> _EXERCISE_: Look through the records and copy every line in which "soccer" appears.

> _Referring expression pointing data_:
==*==

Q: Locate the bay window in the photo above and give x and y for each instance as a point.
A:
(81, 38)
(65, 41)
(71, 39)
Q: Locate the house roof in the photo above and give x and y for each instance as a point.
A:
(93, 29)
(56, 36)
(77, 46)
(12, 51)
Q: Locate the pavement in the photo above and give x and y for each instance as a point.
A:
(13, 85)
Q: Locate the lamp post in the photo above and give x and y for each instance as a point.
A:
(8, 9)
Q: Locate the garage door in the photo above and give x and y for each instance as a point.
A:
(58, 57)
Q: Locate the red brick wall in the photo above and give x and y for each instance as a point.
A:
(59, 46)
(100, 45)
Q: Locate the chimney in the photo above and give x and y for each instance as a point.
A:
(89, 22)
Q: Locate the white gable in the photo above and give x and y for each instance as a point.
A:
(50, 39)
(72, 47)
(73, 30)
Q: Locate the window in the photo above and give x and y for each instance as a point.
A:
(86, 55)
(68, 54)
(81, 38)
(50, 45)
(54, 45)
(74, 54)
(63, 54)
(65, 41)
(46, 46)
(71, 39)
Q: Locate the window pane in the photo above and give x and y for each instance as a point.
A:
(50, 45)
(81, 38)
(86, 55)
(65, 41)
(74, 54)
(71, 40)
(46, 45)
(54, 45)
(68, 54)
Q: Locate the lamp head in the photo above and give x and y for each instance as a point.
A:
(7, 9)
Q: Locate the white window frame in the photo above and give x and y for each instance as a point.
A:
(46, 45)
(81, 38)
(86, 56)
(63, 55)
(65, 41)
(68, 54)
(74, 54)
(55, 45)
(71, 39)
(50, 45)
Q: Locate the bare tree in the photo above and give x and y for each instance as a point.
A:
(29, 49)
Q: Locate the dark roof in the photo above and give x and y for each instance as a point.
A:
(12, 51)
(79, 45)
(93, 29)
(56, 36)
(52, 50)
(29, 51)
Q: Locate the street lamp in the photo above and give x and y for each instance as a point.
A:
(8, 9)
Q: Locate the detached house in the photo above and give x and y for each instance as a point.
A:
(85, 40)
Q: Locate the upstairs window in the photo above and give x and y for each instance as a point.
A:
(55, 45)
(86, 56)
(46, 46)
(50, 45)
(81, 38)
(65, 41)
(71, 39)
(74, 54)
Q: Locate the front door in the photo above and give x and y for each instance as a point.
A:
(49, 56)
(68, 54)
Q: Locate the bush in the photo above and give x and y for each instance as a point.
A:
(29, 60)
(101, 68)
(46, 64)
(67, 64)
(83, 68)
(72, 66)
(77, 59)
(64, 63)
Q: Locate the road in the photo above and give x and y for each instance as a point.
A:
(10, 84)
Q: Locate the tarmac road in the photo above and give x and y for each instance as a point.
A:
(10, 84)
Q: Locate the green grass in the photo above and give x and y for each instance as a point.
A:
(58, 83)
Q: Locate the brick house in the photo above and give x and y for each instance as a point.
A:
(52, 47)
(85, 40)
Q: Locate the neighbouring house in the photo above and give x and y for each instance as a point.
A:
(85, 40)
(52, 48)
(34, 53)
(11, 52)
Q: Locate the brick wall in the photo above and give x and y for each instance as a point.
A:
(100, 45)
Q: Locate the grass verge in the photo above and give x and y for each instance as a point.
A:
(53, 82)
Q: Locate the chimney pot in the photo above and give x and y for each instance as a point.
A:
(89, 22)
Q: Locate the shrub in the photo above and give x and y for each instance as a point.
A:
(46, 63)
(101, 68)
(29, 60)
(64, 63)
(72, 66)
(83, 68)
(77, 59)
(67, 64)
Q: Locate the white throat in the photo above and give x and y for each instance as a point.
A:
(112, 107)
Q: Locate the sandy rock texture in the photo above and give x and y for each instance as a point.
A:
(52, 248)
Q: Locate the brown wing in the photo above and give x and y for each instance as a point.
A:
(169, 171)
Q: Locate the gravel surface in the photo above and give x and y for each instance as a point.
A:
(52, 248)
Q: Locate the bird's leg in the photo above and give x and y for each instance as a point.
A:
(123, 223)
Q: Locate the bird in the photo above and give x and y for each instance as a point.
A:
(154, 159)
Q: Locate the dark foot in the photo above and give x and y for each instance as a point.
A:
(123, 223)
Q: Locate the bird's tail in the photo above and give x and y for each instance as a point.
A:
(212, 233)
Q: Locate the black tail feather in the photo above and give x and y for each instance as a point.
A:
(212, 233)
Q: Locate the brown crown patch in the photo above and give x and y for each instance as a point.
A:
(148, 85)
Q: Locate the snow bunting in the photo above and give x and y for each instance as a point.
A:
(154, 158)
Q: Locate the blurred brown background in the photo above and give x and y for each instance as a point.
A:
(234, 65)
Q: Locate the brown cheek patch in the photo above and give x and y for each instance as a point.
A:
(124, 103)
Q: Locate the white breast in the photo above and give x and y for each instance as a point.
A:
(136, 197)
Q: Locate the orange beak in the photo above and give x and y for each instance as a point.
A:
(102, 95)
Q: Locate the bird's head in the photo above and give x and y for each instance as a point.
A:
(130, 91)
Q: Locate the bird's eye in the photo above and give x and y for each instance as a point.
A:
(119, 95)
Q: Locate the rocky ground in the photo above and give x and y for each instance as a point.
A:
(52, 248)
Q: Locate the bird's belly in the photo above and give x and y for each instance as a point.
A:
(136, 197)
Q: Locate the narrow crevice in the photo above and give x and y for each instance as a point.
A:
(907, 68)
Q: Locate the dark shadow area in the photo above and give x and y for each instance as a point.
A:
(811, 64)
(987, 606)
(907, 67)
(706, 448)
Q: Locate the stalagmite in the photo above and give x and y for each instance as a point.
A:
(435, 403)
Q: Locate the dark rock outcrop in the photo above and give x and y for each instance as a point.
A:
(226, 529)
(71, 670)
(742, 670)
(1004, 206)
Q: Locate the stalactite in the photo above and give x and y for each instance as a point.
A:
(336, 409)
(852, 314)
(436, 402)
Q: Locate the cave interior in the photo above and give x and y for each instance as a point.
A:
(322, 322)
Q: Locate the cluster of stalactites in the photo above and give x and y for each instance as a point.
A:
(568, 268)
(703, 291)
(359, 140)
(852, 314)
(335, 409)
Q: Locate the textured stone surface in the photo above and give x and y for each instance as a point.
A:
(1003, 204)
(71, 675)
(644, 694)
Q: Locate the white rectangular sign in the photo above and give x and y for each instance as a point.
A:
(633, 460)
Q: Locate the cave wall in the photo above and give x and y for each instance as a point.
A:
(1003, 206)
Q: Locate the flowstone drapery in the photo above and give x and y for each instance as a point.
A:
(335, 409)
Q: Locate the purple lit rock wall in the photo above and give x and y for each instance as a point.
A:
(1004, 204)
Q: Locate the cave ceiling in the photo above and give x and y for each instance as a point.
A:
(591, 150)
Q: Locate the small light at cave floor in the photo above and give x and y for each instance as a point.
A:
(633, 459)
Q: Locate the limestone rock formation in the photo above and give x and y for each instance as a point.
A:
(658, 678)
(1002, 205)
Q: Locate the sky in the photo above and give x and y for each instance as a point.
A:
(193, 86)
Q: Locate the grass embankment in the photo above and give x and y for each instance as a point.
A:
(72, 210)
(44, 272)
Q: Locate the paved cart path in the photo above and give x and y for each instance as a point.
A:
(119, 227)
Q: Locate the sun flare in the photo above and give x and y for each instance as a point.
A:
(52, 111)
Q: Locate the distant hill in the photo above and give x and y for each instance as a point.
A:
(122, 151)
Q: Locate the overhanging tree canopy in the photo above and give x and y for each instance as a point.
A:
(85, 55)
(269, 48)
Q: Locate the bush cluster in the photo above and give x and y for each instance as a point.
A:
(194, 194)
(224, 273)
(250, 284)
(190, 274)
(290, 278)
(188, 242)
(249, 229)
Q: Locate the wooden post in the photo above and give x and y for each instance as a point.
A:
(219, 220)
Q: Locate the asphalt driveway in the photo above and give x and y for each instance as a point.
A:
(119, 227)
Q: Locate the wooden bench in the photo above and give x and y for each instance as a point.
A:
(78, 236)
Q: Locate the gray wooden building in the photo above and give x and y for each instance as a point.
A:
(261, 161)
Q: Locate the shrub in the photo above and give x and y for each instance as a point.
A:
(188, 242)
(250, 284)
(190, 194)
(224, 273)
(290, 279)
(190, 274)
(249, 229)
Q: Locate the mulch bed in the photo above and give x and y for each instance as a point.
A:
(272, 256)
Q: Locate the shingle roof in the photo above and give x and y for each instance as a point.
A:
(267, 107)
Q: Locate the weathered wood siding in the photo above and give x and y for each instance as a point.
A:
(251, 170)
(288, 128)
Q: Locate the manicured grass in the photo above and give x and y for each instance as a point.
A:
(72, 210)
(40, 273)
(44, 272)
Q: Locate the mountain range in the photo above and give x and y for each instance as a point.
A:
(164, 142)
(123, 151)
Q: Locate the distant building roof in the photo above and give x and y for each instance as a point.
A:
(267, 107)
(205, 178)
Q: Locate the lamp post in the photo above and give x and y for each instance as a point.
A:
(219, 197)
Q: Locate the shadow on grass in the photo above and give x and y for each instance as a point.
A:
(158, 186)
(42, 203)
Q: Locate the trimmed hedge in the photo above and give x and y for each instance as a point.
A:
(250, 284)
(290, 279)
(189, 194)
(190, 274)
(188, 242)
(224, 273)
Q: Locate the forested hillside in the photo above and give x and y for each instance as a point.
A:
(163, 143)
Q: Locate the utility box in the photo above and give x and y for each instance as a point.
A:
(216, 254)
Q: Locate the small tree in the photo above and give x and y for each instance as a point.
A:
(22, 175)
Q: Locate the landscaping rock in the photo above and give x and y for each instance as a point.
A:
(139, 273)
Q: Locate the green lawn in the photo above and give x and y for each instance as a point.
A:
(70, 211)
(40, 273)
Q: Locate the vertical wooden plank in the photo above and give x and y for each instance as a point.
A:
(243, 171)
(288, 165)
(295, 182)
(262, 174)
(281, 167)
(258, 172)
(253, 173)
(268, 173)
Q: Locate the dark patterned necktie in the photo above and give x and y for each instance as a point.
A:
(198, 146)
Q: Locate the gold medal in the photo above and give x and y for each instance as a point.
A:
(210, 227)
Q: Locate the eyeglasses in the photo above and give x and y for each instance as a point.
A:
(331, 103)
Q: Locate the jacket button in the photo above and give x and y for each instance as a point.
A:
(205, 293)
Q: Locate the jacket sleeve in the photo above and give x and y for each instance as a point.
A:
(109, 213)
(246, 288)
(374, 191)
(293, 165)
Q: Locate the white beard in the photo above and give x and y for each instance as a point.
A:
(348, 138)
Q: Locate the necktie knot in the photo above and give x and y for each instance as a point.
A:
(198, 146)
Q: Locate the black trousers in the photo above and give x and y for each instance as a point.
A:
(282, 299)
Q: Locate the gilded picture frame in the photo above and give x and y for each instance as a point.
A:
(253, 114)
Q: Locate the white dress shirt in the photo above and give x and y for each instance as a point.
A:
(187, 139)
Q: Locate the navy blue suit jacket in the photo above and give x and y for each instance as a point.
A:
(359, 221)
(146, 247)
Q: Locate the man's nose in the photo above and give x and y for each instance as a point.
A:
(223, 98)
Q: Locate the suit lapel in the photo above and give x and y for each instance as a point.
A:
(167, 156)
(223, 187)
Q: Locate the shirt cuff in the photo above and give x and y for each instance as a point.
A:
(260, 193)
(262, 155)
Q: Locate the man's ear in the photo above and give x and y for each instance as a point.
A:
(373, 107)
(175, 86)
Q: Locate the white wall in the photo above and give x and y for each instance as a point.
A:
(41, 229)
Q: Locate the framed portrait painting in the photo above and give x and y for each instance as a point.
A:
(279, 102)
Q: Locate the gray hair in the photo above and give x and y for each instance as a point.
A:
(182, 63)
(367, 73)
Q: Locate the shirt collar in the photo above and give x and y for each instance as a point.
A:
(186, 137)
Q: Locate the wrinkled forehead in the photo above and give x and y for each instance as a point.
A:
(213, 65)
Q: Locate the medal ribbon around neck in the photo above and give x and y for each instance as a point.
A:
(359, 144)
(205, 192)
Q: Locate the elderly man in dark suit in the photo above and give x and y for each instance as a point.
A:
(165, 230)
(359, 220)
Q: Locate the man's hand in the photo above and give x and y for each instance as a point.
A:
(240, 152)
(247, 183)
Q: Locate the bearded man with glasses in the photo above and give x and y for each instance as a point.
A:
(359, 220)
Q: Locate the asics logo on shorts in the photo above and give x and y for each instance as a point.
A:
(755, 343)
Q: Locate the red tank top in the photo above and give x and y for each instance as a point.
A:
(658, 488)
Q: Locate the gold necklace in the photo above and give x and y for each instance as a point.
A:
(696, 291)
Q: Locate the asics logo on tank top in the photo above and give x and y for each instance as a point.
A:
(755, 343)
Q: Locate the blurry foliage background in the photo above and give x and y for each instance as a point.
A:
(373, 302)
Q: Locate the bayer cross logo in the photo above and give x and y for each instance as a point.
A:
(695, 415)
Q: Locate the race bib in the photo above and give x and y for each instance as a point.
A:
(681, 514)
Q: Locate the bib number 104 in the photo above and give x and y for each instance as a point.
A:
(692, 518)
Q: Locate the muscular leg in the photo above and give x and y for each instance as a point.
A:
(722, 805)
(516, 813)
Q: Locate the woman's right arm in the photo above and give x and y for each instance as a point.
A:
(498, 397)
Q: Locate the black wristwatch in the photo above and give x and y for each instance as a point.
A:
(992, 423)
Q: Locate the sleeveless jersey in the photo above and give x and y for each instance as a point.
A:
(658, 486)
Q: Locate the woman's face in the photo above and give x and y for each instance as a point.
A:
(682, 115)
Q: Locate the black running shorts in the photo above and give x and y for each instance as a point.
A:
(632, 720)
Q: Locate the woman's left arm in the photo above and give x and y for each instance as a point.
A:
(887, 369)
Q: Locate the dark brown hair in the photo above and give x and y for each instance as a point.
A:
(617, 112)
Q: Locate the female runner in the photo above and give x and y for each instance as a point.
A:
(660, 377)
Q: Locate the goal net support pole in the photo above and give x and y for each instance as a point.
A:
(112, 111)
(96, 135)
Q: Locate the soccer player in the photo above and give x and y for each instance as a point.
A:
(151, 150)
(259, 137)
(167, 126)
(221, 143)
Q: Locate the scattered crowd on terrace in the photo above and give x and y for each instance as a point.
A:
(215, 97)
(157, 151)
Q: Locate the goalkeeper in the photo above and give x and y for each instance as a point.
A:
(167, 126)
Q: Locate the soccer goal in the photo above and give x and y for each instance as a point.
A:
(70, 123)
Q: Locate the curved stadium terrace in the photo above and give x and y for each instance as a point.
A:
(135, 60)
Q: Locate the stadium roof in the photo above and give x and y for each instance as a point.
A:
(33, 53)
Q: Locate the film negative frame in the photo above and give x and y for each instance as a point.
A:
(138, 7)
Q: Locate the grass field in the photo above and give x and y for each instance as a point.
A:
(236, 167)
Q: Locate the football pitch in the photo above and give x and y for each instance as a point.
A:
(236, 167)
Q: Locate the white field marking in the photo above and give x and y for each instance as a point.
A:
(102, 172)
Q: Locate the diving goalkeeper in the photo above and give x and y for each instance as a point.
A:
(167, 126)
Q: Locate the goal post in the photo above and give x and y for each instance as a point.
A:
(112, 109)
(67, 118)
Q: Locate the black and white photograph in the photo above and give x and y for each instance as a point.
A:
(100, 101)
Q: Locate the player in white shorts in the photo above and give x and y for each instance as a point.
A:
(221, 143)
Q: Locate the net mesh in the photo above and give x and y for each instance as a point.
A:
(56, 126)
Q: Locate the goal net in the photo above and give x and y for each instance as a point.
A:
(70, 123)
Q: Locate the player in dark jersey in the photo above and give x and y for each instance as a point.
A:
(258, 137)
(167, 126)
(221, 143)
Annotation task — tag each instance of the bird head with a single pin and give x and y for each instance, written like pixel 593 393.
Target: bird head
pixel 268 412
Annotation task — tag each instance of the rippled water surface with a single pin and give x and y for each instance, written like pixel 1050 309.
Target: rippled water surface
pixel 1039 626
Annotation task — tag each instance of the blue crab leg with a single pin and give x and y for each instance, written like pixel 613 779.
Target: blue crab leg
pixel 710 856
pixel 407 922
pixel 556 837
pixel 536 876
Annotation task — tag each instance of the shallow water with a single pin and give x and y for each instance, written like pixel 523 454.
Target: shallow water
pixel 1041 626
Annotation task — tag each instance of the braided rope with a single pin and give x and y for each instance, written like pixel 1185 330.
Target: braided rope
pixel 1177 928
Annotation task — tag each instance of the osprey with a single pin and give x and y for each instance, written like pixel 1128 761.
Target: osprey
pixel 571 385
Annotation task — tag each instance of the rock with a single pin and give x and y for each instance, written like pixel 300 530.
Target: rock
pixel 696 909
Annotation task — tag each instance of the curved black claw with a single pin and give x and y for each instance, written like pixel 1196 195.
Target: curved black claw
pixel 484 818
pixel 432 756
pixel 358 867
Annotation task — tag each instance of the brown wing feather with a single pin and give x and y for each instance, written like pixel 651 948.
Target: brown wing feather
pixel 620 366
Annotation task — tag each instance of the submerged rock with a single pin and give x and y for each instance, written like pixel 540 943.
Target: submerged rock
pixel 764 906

==*==

> _TASK ANSWER_:
Q: Locate the soccer player in the photo above and give x and y for each instance as a point.
Q: Locate the soccer goal in the photo above and give x and y for each instance as a point.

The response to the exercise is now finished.